## Request
Please return the lines below word for word, with nothing changed or left out.

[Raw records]

------------------------------------

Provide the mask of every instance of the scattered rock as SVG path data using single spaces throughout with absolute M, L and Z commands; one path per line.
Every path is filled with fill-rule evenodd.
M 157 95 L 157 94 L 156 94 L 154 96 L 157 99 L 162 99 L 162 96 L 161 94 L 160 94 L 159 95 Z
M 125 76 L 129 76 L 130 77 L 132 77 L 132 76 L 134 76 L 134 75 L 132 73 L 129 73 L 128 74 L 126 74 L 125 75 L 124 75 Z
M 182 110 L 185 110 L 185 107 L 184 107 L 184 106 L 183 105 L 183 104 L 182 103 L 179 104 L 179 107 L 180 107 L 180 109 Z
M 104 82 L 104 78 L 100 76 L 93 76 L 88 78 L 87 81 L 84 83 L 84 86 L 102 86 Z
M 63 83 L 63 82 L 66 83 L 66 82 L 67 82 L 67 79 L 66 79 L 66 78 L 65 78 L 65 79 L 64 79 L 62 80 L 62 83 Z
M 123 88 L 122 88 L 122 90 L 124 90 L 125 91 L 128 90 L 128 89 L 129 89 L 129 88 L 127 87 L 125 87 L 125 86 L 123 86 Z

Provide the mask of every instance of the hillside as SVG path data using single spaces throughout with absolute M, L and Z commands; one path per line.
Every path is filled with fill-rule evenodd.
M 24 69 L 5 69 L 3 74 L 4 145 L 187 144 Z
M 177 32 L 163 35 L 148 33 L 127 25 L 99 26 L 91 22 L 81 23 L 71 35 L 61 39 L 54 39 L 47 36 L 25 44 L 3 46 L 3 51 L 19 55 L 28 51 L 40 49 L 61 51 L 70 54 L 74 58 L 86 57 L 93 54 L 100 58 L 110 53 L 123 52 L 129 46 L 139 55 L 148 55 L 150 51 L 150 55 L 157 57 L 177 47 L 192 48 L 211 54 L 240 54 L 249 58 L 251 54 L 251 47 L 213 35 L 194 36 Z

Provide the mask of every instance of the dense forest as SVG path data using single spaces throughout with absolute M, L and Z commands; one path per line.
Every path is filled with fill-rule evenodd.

------------------------------------

## Completed task
Provide the mask of every instance of the scattered rock as SVG path data using single spaces throughout with absolute M, L and Z commands; one path per line.
Every path is filled with fill-rule evenodd.
M 157 95 L 157 94 L 156 94 L 154 96 L 157 99 L 162 99 L 162 96 L 161 94 L 160 94 L 159 95 Z
M 125 76 L 129 76 L 130 77 L 132 77 L 132 76 L 134 76 L 134 75 L 132 73 L 129 73 L 128 74 L 126 74 L 125 75 L 124 75 Z
M 182 110 L 185 110 L 185 107 L 184 107 L 184 106 L 183 105 L 183 104 L 182 103 L 179 104 L 179 107 L 180 107 L 180 109 Z
M 104 82 L 104 78 L 100 76 L 93 76 L 88 78 L 87 81 L 84 83 L 84 86 L 102 86 Z
M 63 83 L 63 82 L 66 83 L 66 82 L 67 82 L 67 79 L 66 79 L 66 78 L 65 78 L 65 79 L 64 79 L 62 80 L 62 83 Z
M 123 88 L 122 88 L 122 90 L 124 90 L 125 91 L 128 90 L 128 89 L 129 89 L 129 88 L 127 87 L 125 87 L 125 86 L 123 86 Z

Provide the mask of every instance of the hillside as SVG path data using single spaces throughout with absolute M, L and Z commands; one path per line.
Every path is filled with fill-rule evenodd.
M 24 69 L 5 69 L 3 74 L 4 145 L 187 144 Z
M 177 32 L 163 35 L 148 33 L 127 25 L 99 26 L 91 22 L 81 23 L 71 35 L 61 39 L 54 39 L 47 36 L 25 44 L 3 46 L 3 51 L 19 55 L 28 51 L 40 49 L 61 51 L 70 54 L 74 58 L 86 57 L 93 54 L 100 58 L 110 53 L 123 52 L 129 46 L 139 55 L 148 55 L 150 51 L 150 55 L 157 57 L 177 47 L 192 48 L 211 54 L 240 54 L 249 58 L 251 54 L 251 47 L 213 35 L 194 36 Z

Provide the mask of every instance of the dense forest as SVG path data using single spaces throughout with absolute M, L and Z commands; one path per line.
Every path is filled with fill-rule evenodd.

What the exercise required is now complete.